Requirement — Every entry below should come back unchanged, except that the pictures are dropped.

Records for the exercise Start Marker

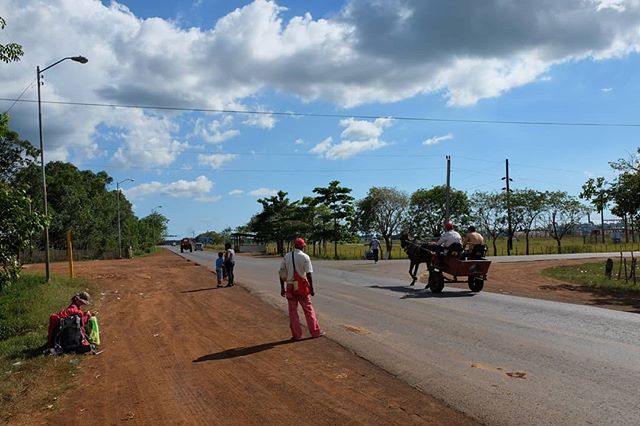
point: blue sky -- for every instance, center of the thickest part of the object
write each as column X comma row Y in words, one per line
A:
column 545, row 61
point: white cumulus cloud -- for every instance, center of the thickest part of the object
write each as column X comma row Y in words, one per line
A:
column 437, row 139
column 215, row 161
column 197, row 189
column 357, row 137
column 263, row 192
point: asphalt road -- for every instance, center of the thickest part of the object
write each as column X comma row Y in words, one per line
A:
column 501, row 359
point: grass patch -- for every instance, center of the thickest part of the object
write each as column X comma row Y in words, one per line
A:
column 28, row 380
column 592, row 275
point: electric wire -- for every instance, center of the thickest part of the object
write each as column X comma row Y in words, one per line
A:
column 20, row 96
column 333, row 115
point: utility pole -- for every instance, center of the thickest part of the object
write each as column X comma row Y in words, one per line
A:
column 507, row 179
column 447, row 215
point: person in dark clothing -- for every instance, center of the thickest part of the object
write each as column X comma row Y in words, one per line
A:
column 229, row 263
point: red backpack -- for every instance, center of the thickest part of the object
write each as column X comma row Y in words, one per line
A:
column 301, row 285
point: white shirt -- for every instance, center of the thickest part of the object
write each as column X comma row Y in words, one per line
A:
column 303, row 263
column 449, row 238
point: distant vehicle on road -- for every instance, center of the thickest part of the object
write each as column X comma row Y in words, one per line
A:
column 186, row 244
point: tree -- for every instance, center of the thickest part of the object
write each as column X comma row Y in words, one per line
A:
column 19, row 220
column 275, row 221
column 489, row 211
column 427, row 211
column 340, row 204
column 526, row 207
column 18, row 224
column 562, row 213
column 624, row 194
column 594, row 191
column 15, row 153
column 10, row 52
column 382, row 211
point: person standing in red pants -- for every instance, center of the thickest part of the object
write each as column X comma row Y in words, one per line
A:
column 304, row 268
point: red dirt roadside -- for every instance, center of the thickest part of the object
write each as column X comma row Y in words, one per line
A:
column 518, row 279
column 178, row 351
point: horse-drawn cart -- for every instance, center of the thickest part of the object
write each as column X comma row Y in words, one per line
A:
column 453, row 267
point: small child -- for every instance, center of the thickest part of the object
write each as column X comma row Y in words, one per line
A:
column 219, row 268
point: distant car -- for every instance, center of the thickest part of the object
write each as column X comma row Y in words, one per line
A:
column 186, row 244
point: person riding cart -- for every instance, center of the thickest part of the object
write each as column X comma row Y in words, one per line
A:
column 449, row 243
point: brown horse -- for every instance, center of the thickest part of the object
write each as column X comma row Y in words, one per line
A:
column 417, row 252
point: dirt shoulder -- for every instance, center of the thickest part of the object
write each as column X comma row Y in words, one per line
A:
column 518, row 279
column 177, row 350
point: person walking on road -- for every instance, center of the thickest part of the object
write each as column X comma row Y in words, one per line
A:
column 374, row 245
column 296, row 284
column 229, row 263
column 220, row 268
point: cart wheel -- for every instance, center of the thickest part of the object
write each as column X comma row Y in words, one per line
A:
column 476, row 284
column 436, row 281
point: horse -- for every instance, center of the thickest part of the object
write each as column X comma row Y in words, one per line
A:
column 418, row 253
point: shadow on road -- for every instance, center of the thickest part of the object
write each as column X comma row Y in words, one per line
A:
column 244, row 350
column 419, row 293
column 201, row 289
column 601, row 297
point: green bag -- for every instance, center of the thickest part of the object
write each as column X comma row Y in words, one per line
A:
column 93, row 331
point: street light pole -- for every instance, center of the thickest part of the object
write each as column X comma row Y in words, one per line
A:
column 118, row 203
column 82, row 60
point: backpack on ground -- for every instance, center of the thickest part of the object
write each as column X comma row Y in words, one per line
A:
column 70, row 336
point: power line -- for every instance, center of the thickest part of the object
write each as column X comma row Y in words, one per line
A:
column 310, row 170
column 327, row 115
column 20, row 96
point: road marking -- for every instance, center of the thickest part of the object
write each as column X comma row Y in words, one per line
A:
column 356, row 329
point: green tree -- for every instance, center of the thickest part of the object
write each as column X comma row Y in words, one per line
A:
column 490, row 212
column 382, row 211
column 18, row 224
column 15, row 153
column 340, row 204
column 276, row 221
column 526, row 207
column 594, row 190
column 562, row 214
column 427, row 211
column 9, row 52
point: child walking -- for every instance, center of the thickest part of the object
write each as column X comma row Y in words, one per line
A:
column 220, row 268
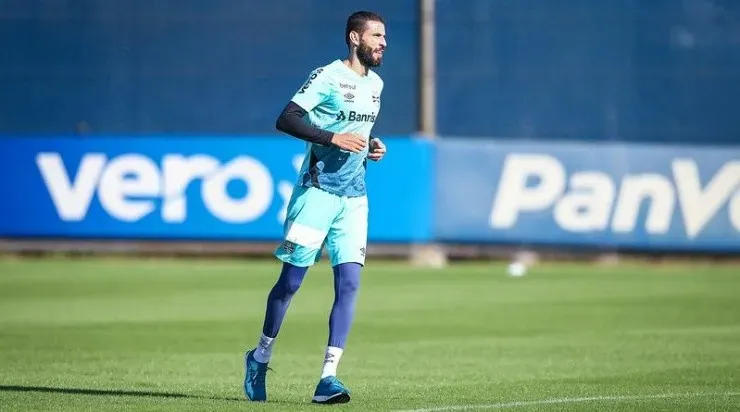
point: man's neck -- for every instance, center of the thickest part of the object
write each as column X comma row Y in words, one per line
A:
column 354, row 63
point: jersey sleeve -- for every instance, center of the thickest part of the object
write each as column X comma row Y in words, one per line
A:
column 314, row 91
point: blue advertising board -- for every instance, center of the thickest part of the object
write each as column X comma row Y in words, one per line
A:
column 614, row 195
column 234, row 188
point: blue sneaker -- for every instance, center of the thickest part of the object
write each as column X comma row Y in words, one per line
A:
column 330, row 391
column 254, row 378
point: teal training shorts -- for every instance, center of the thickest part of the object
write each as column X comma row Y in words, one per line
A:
column 316, row 219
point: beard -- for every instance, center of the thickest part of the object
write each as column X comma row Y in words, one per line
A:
column 365, row 55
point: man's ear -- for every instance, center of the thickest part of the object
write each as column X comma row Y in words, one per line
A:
column 354, row 38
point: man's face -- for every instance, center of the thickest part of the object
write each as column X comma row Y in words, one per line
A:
column 372, row 44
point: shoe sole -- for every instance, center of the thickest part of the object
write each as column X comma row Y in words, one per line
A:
column 331, row 400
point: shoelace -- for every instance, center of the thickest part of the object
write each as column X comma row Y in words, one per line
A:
column 261, row 375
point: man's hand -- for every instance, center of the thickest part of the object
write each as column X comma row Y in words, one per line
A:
column 349, row 141
column 377, row 150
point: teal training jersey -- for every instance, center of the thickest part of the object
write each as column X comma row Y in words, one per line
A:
column 338, row 100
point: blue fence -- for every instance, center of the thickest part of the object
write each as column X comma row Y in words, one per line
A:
column 189, row 188
column 602, row 195
column 650, row 197
column 603, row 70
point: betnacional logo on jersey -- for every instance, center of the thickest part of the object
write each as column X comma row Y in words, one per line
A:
column 353, row 116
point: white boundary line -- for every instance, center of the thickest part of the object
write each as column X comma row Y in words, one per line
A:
column 506, row 405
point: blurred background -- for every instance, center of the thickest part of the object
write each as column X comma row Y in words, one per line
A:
column 483, row 99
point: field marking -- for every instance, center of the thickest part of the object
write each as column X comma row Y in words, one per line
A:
column 506, row 405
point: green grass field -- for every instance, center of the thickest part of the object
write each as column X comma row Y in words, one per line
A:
column 102, row 334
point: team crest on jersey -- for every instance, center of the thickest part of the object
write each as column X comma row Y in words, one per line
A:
column 288, row 247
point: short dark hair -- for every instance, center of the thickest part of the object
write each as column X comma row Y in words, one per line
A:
column 356, row 22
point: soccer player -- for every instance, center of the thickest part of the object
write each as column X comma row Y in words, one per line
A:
column 329, row 204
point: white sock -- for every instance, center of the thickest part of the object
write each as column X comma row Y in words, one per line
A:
column 331, row 361
column 263, row 353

Records for the exercise End Marker

Answer section —
point: blue sky -- for every instance, center of the thickest part of the object
write each as column X comma row Y in words, one per line
A:
column 545, row 61
point: white cumulus cloud -- for every instance, center of the thickest part of the object
write each as column X comma row Y in words, one per line
A:
column 437, row 139
column 215, row 161
column 197, row 189
column 357, row 137
column 263, row 192
point: asphalt road -- for every instance, center of the thickest part of the object
write each as column X comma row Y in words, one per line
A:
column 501, row 359
point: grass patch -- for every instance, center of the thickest part of the object
write each as column X comma row Y in words, one per line
A:
column 28, row 380
column 592, row 275
point: electric wire -- for every instance, center of the thickest part of the object
write each as column X comma row Y in words, one per line
A:
column 20, row 96
column 333, row 115
point: utility pole -- for every instance, center of the thickest part of the object
write each as column X comma row Y in words, one per line
A:
column 507, row 179
column 447, row 215
point: person in dark clothing -- for every instance, center of the thickest part of the object
write each as column X comma row Y in words, one per line
A:
column 229, row 263
point: red backpack -- for every instance, center of the thickest part of the object
write each as column X comma row Y in words, one per line
A:
column 301, row 285
point: white shirt -- for every instance, center of the thickest part of the object
write each as column X comma row Y in words, one per line
A:
column 303, row 263
column 449, row 238
point: distant vehicle on road -- for every instance, center of the thickest part of the object
write each as column X comma row Y in words, one per line
A:
column 186, row 244
point: tree -- for every instance, center of the thickest part of the object
write each as column X comma row Y in words, one per line
A:
column 19, row 220
column 275, row 221
column 489, row 211
column 427, row 211
column 340, row 204
column 526, row 207
column 18, row 224
column 562, row 213
column 624, row 194
column 594, row 191
column 15, row 153
column 10, row 52
column 382, row 211
point: person standing in red pants -- for every instance, center of the thickest part of the object
write each as column X comma row Y in words, one per line
A:
column 304, row 268
point: red dirt roadside -- for every instance, center of the thickest part of the object
write each as column X comma row Y in words, one per line
A:
column 518, row 279
column 178, row 351
point: horse-drawn cart -- for every instance, center of the thickest part of the object
write each as column X comma row Y in words, one per line
A:
column 453, row 267
point: small child -- for every instance, center of the thickest part of the object
write each as column X comma row Y in words, one per line
A:
column 219, row 268
point: distant car -- for every instance, center of the thickest part of the object
write each as column X comma row Y in words, one per line
A:
column 186, row 244
point: person riding cart -- for every instance, center of the thickest part of the object
write each as column X comma row Y in words, one per line
A:
column 449, row 243
point: brown horse -- for every instance, center of the thickest part of the object
write each as column X comma row Y in words, one per line
A:
column 417, row 252
point: dirt shoulder -- for every instance, center of the thickest part of the object
write each as column X comma row Y in words, one per line
A:
column 518, row 279
column 177, row 350
point: person walking on road -- for every instance, center of the thickest part of the object
write each as column X comma row Y in words, one per line
A:
column 374, row 245
column 296, row 284
column 229, row 263
column 220, row 268
point: cart wheel -- for every instance, center of the thickest part of the object
write each as column X comma row Y in words, one per line
A:
column 476, row 284
column 436, row 281
point: horse -- for every instance, center of the thickest part of the object
write each as column X comma row Y in words, one per line
A:
column 418, row 253
point: shadow on road -- for every instance, center of the thickest part of the object
write each as column X comma row Y in words, one per line
A:
column 244, row 350
column 419, row 293
column 201, row 289
column 601, row 297
point: green bag -- for every instance, center of the thickest part of the object
write each as column X comma row Y in words, one per line
A:
column 93, row 331
point: street light pole -- for every instance, center of the thickest part of the object
write each as column X comma row Y in words, one per line
A:
column 118, row 203
column 82, row 60
point: backpack on ground -- for every instance, center of the thickest part of the object
write each as column X comma row Y in words, one per line
A:
column 70, row 336
point: power line -- for every instance, center of the thickest part of the object
write each as column X comma row Y in words, one per line
A:
column 310, row 170
column 327, row 115
column 20, row 96
point: road marking -- for every instance, center of the thickest part of the object
write each as column X comma row Y in words, one per line
A:
column 356, row 329
point: green tree -- for every instance, center of the thickest part of the object
write each as column X comma row Y in words, one per line
A:
column 490, row 212
column 382, row 211
column 18, row 224
column 15, row 153
column 340, row 204
column 276, row 221
column 526, row 207
column 594, row 190
column 562, row 214
column 427, row 211
column 9, row 52
point: child walking -- for every instance, center of the thickest part of the object
write each as column X comma row Y in words, one per line
A:
column 220, row 268
point: man's neck -- for every instance, center of the thickest part of the object
write each as column X comma row Y in words, one per line
A:
column 354, row 63
point: jersey sleeve -- for every instance, center of the thickest part of the object
write each as column X comma row Y in words, one per line
A:
column 314, row 91
point: blue advertising board -- for every instance, center of the thickest part of the object
write each as column X comma row Y in words, one per line
A:
column 614, row 195
column 234, row 188
point: blue sneaker -- for every instance, center of the thickest part of the object
write each as column X comma row Y in words, one per line
A:
column 330, row 391
column 254, row 378
point: teal training shorts -- for every instance, center of the thickest part of the object
write each as column X comma row Y in words, one per line
A:
column 316, row 219
point: beard -- for every instance, center of the thickest part of the object
write each as column X comma row Y in words, one per line
A:
column 365, row 55
point: man's ear -- for every instance, center of the thickest part of the object
write each as column X comma row Y in words, one per line
A:
column 354, row 38
point: man's face -- for every instance, center of the thickest part of the object
write each as column X comma row Y in words, one per line
A:
column 372, row 44
point: shoe sole -- for every instance, center of the thickest part of the object
write each as column X comma row Y in words, one per line
A:
column 331, row 400
point: shoelace -- for every instance, center of the thickest part of the object
write each as column X comma row Y in words, one per line
A:
column 261, row 375
point: man's hand -- for every instance, center of the thickest part of the object
write each as column X comma row Y in words, one per line
A:
column 349, row 141
column 377, row 150
point: teal training jersey -- for every instance, center of the thickest part of the object
write each as column X comma row Y in words, one per line
A:
column 338, row 100
point: blue fence -- for every instance, center of the thickest part of the object
write each as column X comma row Y in words, one per line
A:
column 189, row 188
column 602, row 195
column 650, row 197
column 603, row 70
point: betnacional logo on jersey -- for every instance, center of the thickest part of the object
write each as column X comma row Y in words, one per line
A:
column 353, row 116
point: white boundary line -- for every instance, center of the thickest part of the object
write each as column X comma row Y in words, one per line
A:
column 506, row 405
point: blurred background -- for every instance, center of the thickest part of the object
write each as column X comma row Y in words, one per line
A:
column 483, row 99
point: field marking -- for every instance, center of the thickest part of the object
write each as column X comma row Y in words, one per line
A:
column 506, row 405
point: green grass field -- for every instance, center of the thickest part of the object
write each as column X comma row Y in words, one per line
A:
column 102, row 334
point: team crest on jersey -- for every instance, center of the thickest part of the object
write each as column X comma row Y in words, one per line
A:
column 288, row 247
point: short dark hair -- for every instance, center of the thickest part of the object
write each as column X comma row Y in words, one per line
A:
column 356, row 22
point: soccer player -- for every instance, center of the thickest part of the object
write each as column X comma row Y in words, one per line
A:
column 329, row 204
point: white sock -- for every instance, center of the thickest part of the object
write each as column X comma row Y in words, one per line
A:
column 331, row 361
column 263, row 353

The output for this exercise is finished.